··· Recorded information

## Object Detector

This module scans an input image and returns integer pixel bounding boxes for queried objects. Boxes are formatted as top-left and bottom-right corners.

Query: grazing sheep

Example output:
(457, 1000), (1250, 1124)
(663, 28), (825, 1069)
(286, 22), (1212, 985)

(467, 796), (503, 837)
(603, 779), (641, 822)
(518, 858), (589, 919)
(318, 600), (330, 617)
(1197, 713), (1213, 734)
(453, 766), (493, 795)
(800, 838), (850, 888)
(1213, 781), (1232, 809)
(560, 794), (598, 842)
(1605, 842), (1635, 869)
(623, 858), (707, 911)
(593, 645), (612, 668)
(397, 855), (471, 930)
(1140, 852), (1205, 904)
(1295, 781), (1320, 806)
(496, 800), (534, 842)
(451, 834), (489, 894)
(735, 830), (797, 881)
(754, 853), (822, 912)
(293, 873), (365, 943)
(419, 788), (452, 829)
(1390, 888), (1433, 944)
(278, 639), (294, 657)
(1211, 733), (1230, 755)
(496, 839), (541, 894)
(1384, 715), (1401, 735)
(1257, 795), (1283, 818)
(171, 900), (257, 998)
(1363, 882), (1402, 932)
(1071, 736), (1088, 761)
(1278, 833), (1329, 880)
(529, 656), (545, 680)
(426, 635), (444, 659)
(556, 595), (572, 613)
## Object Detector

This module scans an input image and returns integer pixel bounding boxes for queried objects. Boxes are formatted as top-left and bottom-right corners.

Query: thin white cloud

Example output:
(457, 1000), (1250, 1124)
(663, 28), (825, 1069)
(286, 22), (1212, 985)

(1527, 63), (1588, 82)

······

• Task requirements:
Exactly as it appears above, retype the material in full.

• Exercise result:
## Object Detector

This module scans an input image and returns integer pixel bounding boxes for queried objects. Boxes are formatted as top-left and bottom-right corners.

Query: grazing sheep

Example output:
(457, 1000), (1250, 1124)
(663, 28), (825, 1069)
(286, 22), (1212, 985)

(467, 796), (503, 837)
(603, 779), (641, 822)
(518, 858), (589, 919)
(318, 600), (330, 617)
(1197, 713), (1213, 734)
(453, 766), (493, 795)
(800, 838), (850, 888)
(1213, 781), (1232, 809)
(560, 794), (598, 842)
(1605, 842), (1635, 869)
(623, 858), (707, 911)
(593, 645), (612, 668)
(397, 855), (471, 930)
(1140, 852), (1205, 904)
(1295, 781), (1320, 806)
(496, 800), (534, 842)
(451, 834), (489, 894)
(735, 830), (797, 881)
(754, 853), (822, 912)
(293, 873), (365, 943)
(419, 788), (452, 829)
(1390, 888), (1433, 944)
(278, 639), (294, 657)
(1211, 733), (1230, 755)
(496, 839), (541, 894)
(1384, 715), (1401, 735)
(1257, 795), (1283, 818)
(171, 900), (257, 998)
(1363, 882), (1402, 932)
(1071, 736), (1088, 761)
(1278, 833), (1329, 880)
(529, 656), (545, 680)
(426, 635), (444, 659)
(556, 595), (572, 613)
## Object Detector

This module scans an input image and returns integer pixel bounding boxes for queried objects. Boxes are formatted as top-left and bottom-right corners.

Query: thin white cloud

Example output:
(457, 1000), (1250, 1124)
(663, 28), (825, 1069)
(286, 22), (1212, 985)

(1527, 63), (1588, 82)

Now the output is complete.